— Exercise requirements —
Rewrite the listing below, replacing every "green tree" with "leafy tree" and leaving everything else unchanged.
━━━ Data ━━━
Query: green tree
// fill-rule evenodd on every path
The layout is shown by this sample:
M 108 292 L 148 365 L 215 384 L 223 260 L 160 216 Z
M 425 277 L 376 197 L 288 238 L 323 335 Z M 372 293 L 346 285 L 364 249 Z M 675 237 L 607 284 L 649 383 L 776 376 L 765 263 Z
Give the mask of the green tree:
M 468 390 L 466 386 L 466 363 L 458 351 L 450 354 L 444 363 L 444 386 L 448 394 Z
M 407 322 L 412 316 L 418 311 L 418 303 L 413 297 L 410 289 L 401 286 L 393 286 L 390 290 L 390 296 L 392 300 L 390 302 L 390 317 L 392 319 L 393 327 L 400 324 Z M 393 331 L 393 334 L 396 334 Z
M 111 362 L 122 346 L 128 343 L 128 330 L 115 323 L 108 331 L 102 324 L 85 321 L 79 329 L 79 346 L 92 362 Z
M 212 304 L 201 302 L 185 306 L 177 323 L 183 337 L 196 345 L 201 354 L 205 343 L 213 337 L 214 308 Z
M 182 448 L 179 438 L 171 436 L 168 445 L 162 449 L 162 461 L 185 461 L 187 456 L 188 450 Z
━━━
— Exercise output —
Query: leafy tree
// fill-rule evenodd on every path
The layout is shown by this sample:
M 108 292 L 148 365 L 215 384 L 223 260 L 160 216 Z
M 425 277 L 376 197 L 288 238 L 323 335 Z M 372 293 L 346 285 L 364 249 Z M 675 237 L 607 284 L 649 383 L 776 376 L 765 263 Z
Give the mask of the leafy tree:
M 468 390 L 466 386 L 466 363 L 458 351 L 450 354 L 444 363 L 444 386 L 448 394 Z
M 407 322 L 412 316 L 418 311 L 418 303 L 413 297 L 410 289 L 401 286 L 393 286 L 390 290 L 390 296 L 392 300 L 390 302 L 390 317 L 392 319 L 393 327 L 400 324 Z M 393 331 L 393 334 L 396 334 Z
M 111 362 L 122 346 L 128 343 L 128 330 L 115 323 L 108 331 L 102 324 L 85 321 L 79 329 L 79 346 L 92 362 Z
M 212 304 L 201 302 L 185 306 L 177 323 L 183 337 L 196 345 L 201 354 L 205 343 L 213 337 L 214 308 Z
M 182 448 L 179 438 L 171 436 L 168 445 L 162 449 L 162 461 L 185 461 L 187 456 L 188 450 Z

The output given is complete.